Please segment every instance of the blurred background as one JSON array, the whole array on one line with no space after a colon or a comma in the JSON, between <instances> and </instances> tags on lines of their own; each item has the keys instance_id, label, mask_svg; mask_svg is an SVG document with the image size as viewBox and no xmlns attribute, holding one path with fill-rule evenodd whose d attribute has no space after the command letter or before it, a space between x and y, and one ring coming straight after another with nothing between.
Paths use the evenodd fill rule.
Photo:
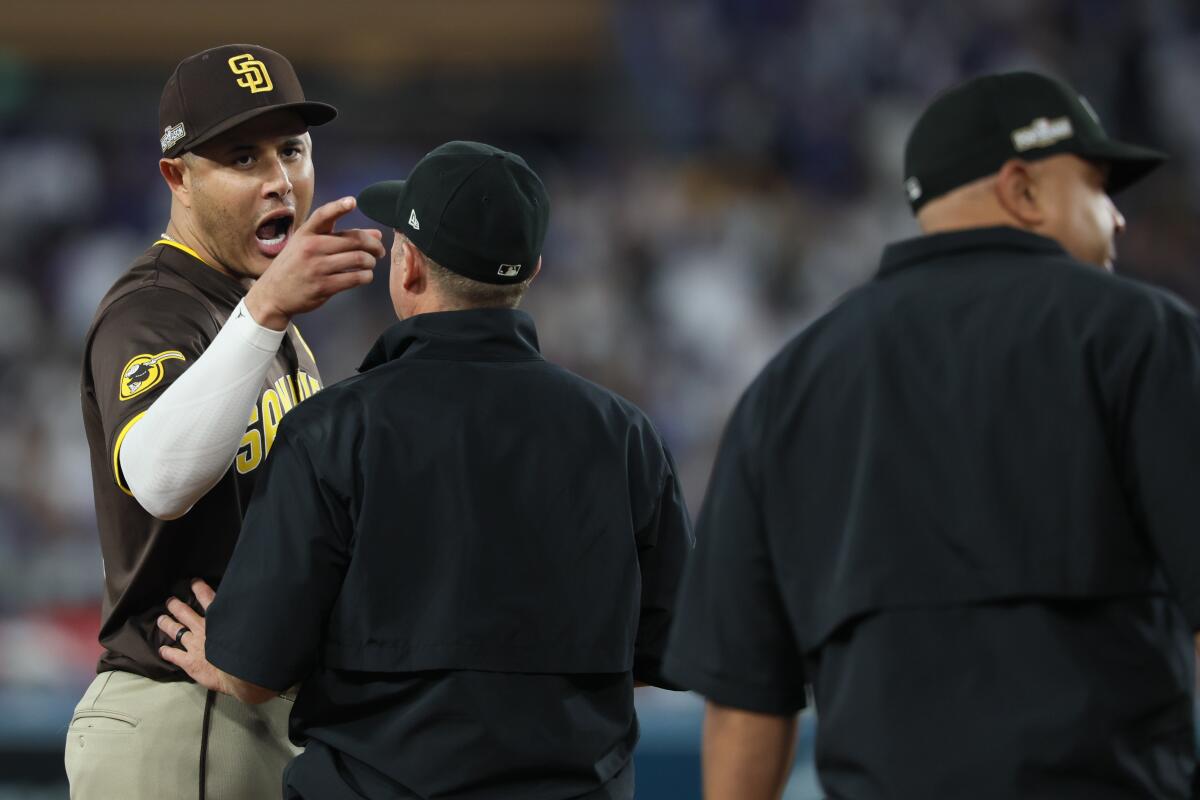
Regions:
<instances>
[{"instance_id":1,"label":"blurred background","mask_svg":"<svg viewBox=\"0 0 1200 800\"><path fill-rule=\"evenodd\" d=\"M904 137L939 90L1033 68L1174 155L1117 198L1119 270L1200 303L1194 0L439 0L12 4L0 22L0 798L66 796L101 573L79 360L163 230L158 96L255 42L310 98L317 202L449 139L524 155L553 203L526 302L552 360L654 419L699 509L742 388L916 228ZM349 225L369 224L352 217ZM383 277L383 276L381 276ZM383 281L300 320L326 383L391 322ZM699 793L700 702L645 691L639 797ZM804 718L791 800L820 794Z\"/></svg>"}]
</instances>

* * * * * * *

### Task to carry out
Only the pictures are to be left out; print everything else in the listing exactly.

### Written response
Please segment every instance of the blurred background as one JSON array, the whole array on one line with no space after a colon or a comma in the JSON, between <instances> and </instances> tags on lines of their own; each item has the keys instance_id, label, mask_svg; mask_svg is an SVG document with the image size as viewBox and no xmlns attribute, holding one path with fill-rule evenodd whose d attribute has no space after the command letter or before it, a space between x and y, and one ring coming straight after another with nothing between.
Paths use the evenodd fill rule.
Photo:
Regions:
<instances>
[{"instance_id":1,"label":"blurred background","mask_svg":"<svg viewBox=\"0 0 1200 800\"><path fill-rule=\"evenodd\" d=\"M904 137L939 90L1033 68L1174 155L1117 198L1119 270L1200 303L1194 0L439 0L12 4L0 22L0 798L66 796L101 573L79 360L163 230L158 96L255 42L310 98L317 202L449 139L524 155L553 203L526 302L552 360L654 419L699 509L742 388L916 228ZM349 225L369 224L352 217ZM383 277L383 276L381 276ZM383 281L300 320L326 383L391 322ZM699 793L700 702L645 691L639 797ZM804 718L791 800L820 794Z\"/></svg>"}]
</instances>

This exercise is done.